* [AIM OF THE TASK] Find every line below that contains the word "tree", and copy each one in full. Treat uppercase and lowercase letters as different.

::: MATERIAL SHOWN :::

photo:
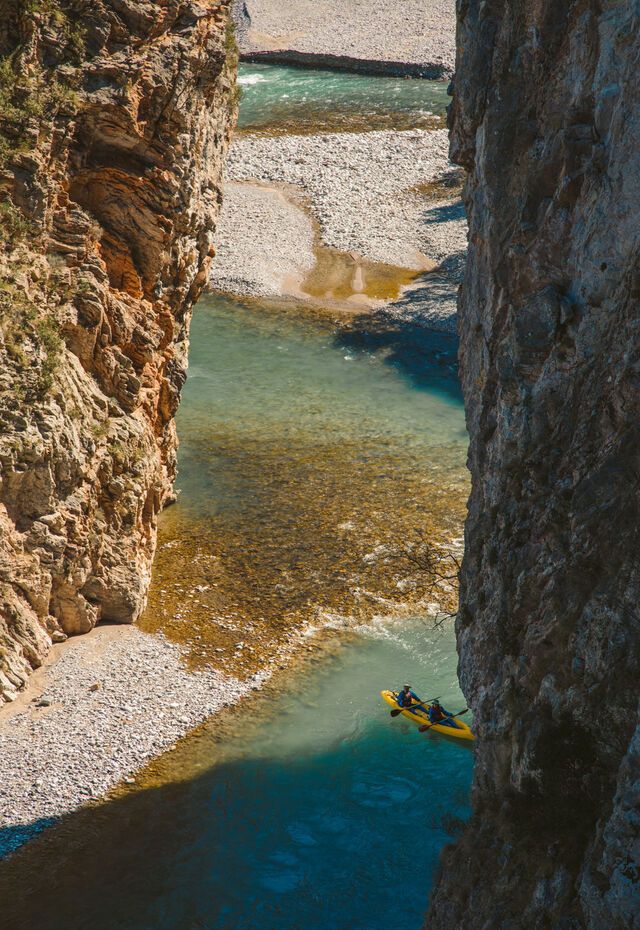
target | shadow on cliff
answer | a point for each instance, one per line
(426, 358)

:::
::: MATERIAL SHOWN :::

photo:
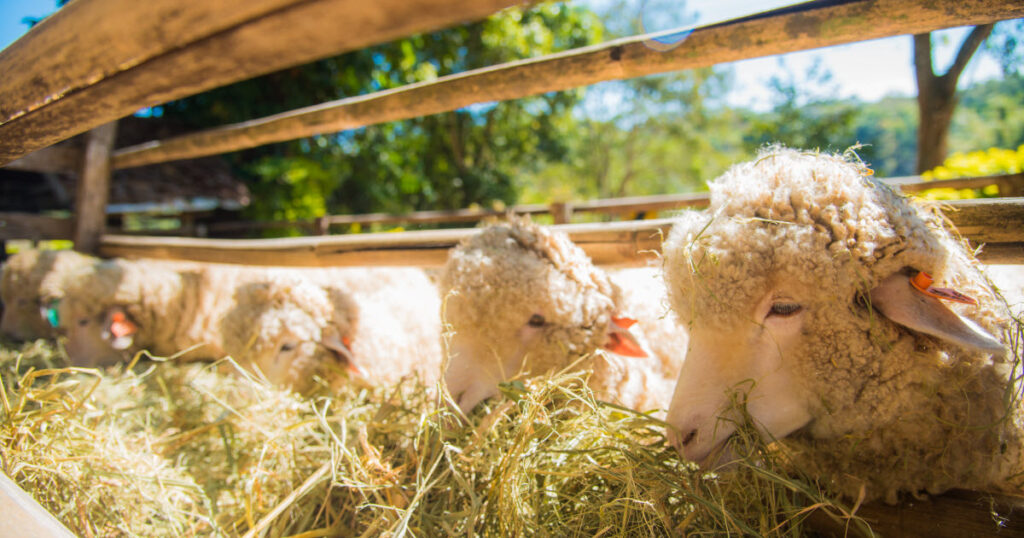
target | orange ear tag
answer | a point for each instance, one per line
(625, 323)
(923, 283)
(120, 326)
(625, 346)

:::
::: MATERIAL SHOWN :::

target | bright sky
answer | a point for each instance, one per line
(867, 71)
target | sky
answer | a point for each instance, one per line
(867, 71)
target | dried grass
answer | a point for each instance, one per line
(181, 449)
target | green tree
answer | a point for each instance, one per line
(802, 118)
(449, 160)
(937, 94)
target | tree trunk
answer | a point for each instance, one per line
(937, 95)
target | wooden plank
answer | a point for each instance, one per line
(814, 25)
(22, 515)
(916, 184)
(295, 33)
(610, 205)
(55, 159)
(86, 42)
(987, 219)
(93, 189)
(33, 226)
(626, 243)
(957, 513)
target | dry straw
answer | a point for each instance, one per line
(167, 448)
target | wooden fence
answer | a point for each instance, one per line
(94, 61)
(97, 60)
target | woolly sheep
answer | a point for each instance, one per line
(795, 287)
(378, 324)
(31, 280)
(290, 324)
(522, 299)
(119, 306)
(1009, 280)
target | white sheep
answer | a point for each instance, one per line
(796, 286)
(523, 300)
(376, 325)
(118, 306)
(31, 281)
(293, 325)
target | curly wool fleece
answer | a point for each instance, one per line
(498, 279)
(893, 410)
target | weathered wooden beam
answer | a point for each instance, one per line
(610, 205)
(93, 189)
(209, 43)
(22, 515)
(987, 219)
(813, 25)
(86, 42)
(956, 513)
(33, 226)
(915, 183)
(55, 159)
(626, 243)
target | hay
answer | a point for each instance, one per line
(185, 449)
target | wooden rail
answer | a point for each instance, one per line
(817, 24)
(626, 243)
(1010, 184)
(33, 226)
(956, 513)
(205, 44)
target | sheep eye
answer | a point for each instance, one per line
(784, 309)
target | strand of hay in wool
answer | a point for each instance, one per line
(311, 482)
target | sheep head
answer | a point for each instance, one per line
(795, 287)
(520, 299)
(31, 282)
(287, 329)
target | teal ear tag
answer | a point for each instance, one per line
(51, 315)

:::

* [RESULT OF THE EXERCISE]
target | green tree
target | tree trunk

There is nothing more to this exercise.